▶ [Extrahierter Text]:
┄┄┄┄┄┄┄┄┄┄
9Bs195/25b – OLG Linz Entscheidung
Kopf
Das Oberlandesgericht Linz hat durch die Richterin Dr. Engljähringer als Vorsitzende und die Richterin Mag. Kuranda sowie den Richter Mag. Huemer-Steiner in der Strafsache gegen A*wegen des Vergehens der falschen Beweisaussage nach § 288 Abs 1 und Abs 4 StGB und einer weiteren strafbaren Handlung über die Berufung der Staatsanwaltschaft wegen des Ausspruchs über die Schuld gegen das Urteil der Einzelrichterin des Landesgerichts Wels vom 29. Juli 2025, Hv*-13, nach der in Anwesenheit des Ersten Oberstaatsanwalts Mag. Winkler, LL.M. sowie der Angeklagten A* durchgeführten Berufungsverhandlung am 1. Oktober 2025 zu Recht erkannt:
Spruch
Der Berufung wird nicht Folge gegeben.
Text
Entscheidungsgründe:
Mit dem angefochtenen Urteil wurde die ** geborene A* von dem wider sie erhobenen Strafantrag, sie habe am 3. Juni 2025 in B*
I. als Zeugin in einem Ermittlungsverfahren nach der StPO vor der Kriminalpolizei bei ihrer förmlichen Vernehmung zur Sache falsch ausgesagt, indem sie gegenüber Beamten der PI B* angab, dass sie im C* Bargeld in Höhe von EUR 80,00 liegen lassen habe, welches wohl von einem Herrn mit Schnurrbart danach an sich genommen worden war, und
II. durch die unter Punkt I. angeführte strafbare Handlung einer Behörde die Begehung einer mit Strafe bedrohten Handlung wissentlich vorgetäuscht,
gemäß § 259 Z 3 StPO freigesprochen.
┄┄┄┄┄┄┄┄┄┄
▶ [Einträge zur Prüfung]:

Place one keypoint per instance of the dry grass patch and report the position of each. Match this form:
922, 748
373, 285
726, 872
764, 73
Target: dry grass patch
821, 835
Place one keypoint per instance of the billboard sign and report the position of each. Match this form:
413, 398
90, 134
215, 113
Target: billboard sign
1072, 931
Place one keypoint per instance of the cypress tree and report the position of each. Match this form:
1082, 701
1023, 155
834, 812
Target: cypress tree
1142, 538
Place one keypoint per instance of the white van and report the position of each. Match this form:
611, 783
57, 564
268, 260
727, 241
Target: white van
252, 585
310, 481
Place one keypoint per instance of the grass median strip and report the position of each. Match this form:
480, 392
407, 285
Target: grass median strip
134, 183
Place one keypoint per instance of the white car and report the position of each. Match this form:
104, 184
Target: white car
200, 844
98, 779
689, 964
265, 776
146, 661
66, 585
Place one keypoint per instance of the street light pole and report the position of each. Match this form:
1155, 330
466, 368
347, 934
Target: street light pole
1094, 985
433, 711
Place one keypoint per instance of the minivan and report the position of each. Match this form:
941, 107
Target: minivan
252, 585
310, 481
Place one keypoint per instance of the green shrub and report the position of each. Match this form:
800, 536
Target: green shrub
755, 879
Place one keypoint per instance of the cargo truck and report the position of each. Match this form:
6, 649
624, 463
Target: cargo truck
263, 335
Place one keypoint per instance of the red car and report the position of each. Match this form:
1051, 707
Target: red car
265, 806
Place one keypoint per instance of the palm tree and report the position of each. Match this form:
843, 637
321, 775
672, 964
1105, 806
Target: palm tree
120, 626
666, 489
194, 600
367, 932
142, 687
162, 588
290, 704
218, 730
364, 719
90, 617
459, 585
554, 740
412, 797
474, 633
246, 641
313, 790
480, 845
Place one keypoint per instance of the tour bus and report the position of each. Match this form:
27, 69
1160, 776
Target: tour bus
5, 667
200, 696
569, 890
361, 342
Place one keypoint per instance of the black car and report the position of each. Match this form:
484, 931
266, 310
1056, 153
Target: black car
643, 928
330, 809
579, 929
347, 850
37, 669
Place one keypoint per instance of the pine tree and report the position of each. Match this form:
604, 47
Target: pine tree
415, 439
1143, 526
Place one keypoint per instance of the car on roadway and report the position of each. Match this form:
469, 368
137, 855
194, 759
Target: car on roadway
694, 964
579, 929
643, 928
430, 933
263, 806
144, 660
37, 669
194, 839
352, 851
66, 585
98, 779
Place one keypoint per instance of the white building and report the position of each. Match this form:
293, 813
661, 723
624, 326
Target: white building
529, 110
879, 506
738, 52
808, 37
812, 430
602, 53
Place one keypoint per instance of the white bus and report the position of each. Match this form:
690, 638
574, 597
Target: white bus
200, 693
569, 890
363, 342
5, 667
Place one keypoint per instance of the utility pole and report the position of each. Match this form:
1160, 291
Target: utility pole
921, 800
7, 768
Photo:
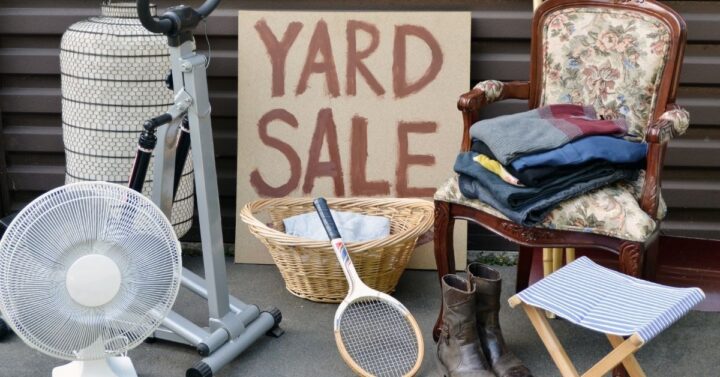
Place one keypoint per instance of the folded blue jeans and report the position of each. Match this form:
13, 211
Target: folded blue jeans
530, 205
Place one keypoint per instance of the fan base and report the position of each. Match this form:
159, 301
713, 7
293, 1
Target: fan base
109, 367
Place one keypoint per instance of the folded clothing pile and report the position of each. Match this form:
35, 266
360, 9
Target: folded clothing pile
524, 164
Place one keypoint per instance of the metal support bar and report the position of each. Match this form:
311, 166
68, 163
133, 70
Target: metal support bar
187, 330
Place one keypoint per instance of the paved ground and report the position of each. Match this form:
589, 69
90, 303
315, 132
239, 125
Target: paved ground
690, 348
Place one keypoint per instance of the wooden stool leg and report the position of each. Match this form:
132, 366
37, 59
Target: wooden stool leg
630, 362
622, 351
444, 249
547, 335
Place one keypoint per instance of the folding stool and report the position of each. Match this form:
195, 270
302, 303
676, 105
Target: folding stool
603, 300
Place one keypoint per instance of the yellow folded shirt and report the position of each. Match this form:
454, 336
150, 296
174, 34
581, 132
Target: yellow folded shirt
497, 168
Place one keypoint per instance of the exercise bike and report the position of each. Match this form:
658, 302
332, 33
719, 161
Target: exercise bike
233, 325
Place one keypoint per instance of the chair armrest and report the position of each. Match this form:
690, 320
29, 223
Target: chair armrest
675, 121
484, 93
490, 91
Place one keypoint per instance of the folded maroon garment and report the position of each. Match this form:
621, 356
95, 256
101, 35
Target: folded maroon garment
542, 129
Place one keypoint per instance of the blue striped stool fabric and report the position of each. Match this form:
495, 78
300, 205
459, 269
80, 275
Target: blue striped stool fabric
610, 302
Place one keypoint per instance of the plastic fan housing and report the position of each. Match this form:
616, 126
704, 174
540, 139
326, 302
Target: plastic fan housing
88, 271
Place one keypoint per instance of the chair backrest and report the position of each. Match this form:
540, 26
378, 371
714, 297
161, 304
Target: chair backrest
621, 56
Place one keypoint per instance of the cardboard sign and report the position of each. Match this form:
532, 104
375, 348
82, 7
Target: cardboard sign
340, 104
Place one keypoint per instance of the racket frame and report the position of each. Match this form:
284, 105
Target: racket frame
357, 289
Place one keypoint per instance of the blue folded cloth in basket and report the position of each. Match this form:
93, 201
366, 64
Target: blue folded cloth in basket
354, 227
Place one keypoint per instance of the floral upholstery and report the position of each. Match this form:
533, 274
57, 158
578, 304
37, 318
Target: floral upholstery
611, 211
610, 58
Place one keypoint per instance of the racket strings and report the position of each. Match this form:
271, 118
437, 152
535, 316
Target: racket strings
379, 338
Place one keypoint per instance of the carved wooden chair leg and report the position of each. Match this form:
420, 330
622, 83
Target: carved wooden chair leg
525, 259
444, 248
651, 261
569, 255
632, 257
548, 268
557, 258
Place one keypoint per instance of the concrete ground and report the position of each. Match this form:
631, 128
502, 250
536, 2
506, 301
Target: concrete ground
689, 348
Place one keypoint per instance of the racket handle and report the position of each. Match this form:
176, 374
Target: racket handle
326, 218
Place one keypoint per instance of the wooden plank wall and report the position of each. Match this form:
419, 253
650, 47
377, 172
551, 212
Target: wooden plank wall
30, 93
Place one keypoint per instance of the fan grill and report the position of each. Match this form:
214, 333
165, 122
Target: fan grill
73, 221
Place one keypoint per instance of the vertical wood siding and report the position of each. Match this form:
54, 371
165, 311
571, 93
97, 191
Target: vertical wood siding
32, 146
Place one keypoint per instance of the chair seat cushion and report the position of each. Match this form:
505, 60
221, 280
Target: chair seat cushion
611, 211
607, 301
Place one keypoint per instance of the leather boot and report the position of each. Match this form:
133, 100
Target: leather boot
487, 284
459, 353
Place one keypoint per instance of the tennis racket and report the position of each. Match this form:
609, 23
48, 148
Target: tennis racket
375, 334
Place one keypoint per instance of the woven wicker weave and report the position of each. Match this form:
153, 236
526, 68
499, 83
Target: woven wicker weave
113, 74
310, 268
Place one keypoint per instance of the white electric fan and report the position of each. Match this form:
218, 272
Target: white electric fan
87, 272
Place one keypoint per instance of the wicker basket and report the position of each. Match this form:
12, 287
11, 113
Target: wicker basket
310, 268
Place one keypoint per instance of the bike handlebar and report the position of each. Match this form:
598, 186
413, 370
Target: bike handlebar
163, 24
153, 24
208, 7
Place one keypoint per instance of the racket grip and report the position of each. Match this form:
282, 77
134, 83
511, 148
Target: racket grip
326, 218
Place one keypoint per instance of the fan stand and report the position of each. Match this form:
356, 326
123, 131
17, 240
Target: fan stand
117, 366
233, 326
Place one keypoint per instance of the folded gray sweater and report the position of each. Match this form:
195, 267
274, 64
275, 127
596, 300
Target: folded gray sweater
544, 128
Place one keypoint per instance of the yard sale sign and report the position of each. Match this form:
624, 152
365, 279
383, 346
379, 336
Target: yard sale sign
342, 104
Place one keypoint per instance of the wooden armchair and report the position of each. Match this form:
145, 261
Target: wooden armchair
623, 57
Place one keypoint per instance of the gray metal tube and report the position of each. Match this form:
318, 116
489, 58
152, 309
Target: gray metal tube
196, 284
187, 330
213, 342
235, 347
┄┄┄┄┄┄┄┄┄┄
▶ [Aufgaben zur Bearbeitung]:
a: Prüfen Sie anhand der Entscheidung des Oberlandesgerichts Linz, ob die folgenden Aussagen zutreffen: (i) Die Berufung richtete sich gegen ein Urteil des Landesgerichts Wels. (ii) Die Berufung wurde von der Angeklagten eingelegt. (iii) Laut Strafantrag gab die Angeklagte an, Bargeld in Höhe von EUR 80,00 liegen gelassen zu haben. Beantworten Sie jede Aussage mit Ja oder Nein und zitieren Sie die entscheidenden Worte wörtlich.
b: Erklären Sie anhand der Entscheidung des Oberlandesgerichts Linz, wodurch die Angeklagte laut Strafantrag einer Behörde die Begehung einer mit Strafe bedrohten Handlung wissentlich vorgetäuscht haben soll.

▶ [Lösungen]:
a:
(i) Ja: „gegen das Urteil der Einzelrichterin des Landesgerichts Wels vom 29. Juli 2025“
(ii) Nein: „über die Berufung der Staatsanwaltschaft“
(iii) Ja: „dass sie im C* Bargeld in Höhe von EUR 80,00 liegen lassen habe“

b: Laut Strafantrag soll sie dies durch die unter Punkt I. angeführte falsche Zeugenaussage getan haben. Dort gab sie gegenüber Beamten der PI B* an, sie habe im C* Bargeld in Höhe von EUR 80,00 liegen lassen, das wohl ein Herr mit Schnurrbart danach an sich genommen habe.